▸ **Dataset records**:
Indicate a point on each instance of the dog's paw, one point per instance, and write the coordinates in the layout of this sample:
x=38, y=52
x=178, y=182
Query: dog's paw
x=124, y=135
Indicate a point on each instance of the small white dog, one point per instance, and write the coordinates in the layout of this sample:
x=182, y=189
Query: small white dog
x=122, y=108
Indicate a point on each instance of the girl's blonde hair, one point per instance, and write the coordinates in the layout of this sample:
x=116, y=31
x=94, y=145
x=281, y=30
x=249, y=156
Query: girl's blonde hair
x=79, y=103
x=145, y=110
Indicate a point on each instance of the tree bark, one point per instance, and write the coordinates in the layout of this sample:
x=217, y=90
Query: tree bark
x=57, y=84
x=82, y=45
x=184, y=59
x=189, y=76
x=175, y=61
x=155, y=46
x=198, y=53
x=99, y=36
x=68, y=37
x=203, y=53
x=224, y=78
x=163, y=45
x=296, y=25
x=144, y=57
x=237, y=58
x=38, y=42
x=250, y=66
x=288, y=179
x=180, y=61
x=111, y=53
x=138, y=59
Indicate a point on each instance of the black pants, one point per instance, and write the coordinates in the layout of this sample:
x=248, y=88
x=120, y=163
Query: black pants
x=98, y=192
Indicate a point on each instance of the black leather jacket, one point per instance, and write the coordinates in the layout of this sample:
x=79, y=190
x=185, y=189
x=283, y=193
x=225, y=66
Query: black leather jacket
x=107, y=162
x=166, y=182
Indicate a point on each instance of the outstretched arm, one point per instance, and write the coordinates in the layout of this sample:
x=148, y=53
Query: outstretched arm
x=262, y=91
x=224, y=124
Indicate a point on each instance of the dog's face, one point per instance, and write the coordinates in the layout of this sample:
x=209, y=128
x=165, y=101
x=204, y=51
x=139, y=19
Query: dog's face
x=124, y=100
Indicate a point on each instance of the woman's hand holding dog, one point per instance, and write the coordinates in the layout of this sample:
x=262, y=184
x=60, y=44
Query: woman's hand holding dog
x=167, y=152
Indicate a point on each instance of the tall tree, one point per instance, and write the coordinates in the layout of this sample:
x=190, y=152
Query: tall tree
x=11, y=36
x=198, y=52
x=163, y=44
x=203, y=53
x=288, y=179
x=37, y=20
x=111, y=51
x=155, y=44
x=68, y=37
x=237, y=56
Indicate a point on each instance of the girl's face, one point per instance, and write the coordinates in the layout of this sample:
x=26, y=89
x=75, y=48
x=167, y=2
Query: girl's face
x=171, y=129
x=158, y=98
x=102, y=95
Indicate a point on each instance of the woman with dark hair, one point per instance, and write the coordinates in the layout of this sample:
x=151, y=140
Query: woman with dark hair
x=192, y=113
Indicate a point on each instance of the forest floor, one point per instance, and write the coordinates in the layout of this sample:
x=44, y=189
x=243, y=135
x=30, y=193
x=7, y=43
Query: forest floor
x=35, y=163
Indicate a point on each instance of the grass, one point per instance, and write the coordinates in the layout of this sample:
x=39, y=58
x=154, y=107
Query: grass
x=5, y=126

▸ **DO THIS**:
Recast the listing above as a Markdown table with two columns: "Row" for the running number and "Entry" for the line itself. Include every line and skip any blank ones.

▸ **ANSWER IN FULL**:
| Row | Entry |
|---|---|
| 1 | Indicate a point on each instance of the dog's paw, one point per instance, and write the coordinates in the layout of this sample: |
| 2 | x=38, y=52 |
| 3 | x=178, y=182 |
| 4 | Query: dog's paw |
| 5 | x=124, y=135 |
| 6 | Indicate a point on each instance of the small white dog, one point per instance, and write the coordinates in the layout of this sample: |
| 7 | x=182, y=189 |
| 8 | Query: small white dog |
| 9 | x=122, y=108 |
| 10 | Indicate a point on each instance of the girl's blonde hair, one point per instance, and write the coordinates in the layout of this sample: |
| 11 | x=116, y=31 |
| 12 | x=94, y=145 |
| 13 | x=281, y=30 |
| 14 | x=249, y=156 |
| 15 | Query: girl's blonde hair |
| 16 | x=79, y=103 |
| 17 | x=145, y=110 |
| 18 | Indicate a point on each instance of the tree bark, one point per instance, and write the coordinates in the layout of this sample: |
| 19 | x=217, y=90 |
| 20 | Query: tree bark |
| 21 | x=57, y=84 |
| 22 | x=82, y=45 |
| 23 | x=184, y=59 |
| 24 | x=189, y=76 |
| 25 | x=175, y=61 |
| 26 | x=155, y=46 |
| 27 | x=198, y=53 |
| 28 | x=99, y=36 |
| 29 | x=68, y=37 |
| 30 | x=203, y=53 |
| 31 | x=224, y=78 |
| 32 | x=163, y=45 |
| 33 | x=296, y=25 |
| 34 | x=144, y=57 |
| 35 | x=237, y=58 |
| 36 | x=38, y=42 |
| 37 | x=250, y=66 |
| 38 | x=288, y=179 |
| 39 | x=180, y=61 |
| 40 | x=111, y=53 |
| 41 | x=138, y=59 |
| 42 | Indicate a point on each instance of the black pants, one point per instance, and write the coordinates in the layout of this sample: |
| 43 | x=248, y=88 |
| 44 | x=120, y=163 |
| 45 | Query: black pants |
| 46 | x=98, y=192 |
| 47 | Indicate a point on each instance of the black leather jacket, one point per instance, and write the coordinates in the layout of this sample: |
| 48 | x=79, y=190 |
| 49 | x=185, y=189 |
| 50 | x=283, y=193 |
| 51 | x=225, y=66 |
| 52 | Query: black leather jacket |
| 53 | x=107, y=162 |
| 54 | x=166, y=182 |
| 55 | Indicate a point on each instance of the outstretched arm, one point per instance, and write the coordinates in the layout of this sample: |
| 56 | x=148, y=53 |
| 57 | Query: outstretched arm |
| 58 | x=262, y=91 |
| 59 | x=224, y=124 |
| 60 | Indicate a point on each instance of the dog's face, one point per instance, and write the coordinates in the layout of this sample: |
| 61 | x=209, y=128 |
| 62 | x=165, y=101 |
| 63 | x=204, y=51 |
| 64 | x=139, y=19 |
| 65 | Query: dog's face |
| 66 | x=124, y=100 |
| 67 | Indicate a point on each instance of the woman's hand holding dog, one point per instance, and write the coordinates in the layout of this sample: |
| 68 | x=262, y=184 |
| 69 | x=60, y=44 |
| 70 | Query: woman's hand holding dog |
| 71 | x=167, y=152 |
| 72 | Indicate a point on each instance of the tall tree, one point per instance, and write the coordinates in the layout of this sample: |
| 73 | x=190, y=152 |
| 74 | Query: tall tree |
| 75 | x=11, y=36 |
| 76 | x=198, y=52 |
| 77 | x=163, y=44 |
| 78 | x=203, y=53 |
| 79 | x=288, y=179 |
| 80 | x=37, y=20 |
| 81 | x=111, y=51 |
| 82 | x=155, y=44 |
| 83 | x=68, y=37 |
| 84 | x=237, y=56 |
| 85 | Indicate a point on each instance of the girl's face, one point per instance, and write the coordinates in the layout of this sample: |
| 86 | x=26, y=89 |
| 87 | x=75, y=48 |
| 88 | x=167, y=2 |
| 89 | Query: girl's face |
| 90 | x=171, y=129 |
| 91 | x=158, y=98 |
| 92 | x=102, y=95 |
| 93 | Indicate a point on each instance of the woman with dark hair, one point per instance, and write the coordinates in the layout of this sample: |
| 94 | x=151, y=140 |
| 95 | Query: woman with dark hair |
| 96 | x=192, y=113 |
| 97 | Indicate a point on each instance of the forest floor, one point per instance, and write the coordinates in the layout of this sample: |
| 98 | x=44, y=189 |
| 99 | x=243, y=135 |
| 100 | x=30, y=193 |
| 101 | x=7, y=43 |
| 102 | Query: forest floor |
| 103 | x=35, y=163 |
| 104 | Indicate a point on each instance of the grass, one point per instance, and write the coordinates in the layout of this sample: |
| 105 | x=39, y=58 |
| 106 | x=154, y=107 |
| 107 | Query: grass |
| 108 | x=5, y=126 |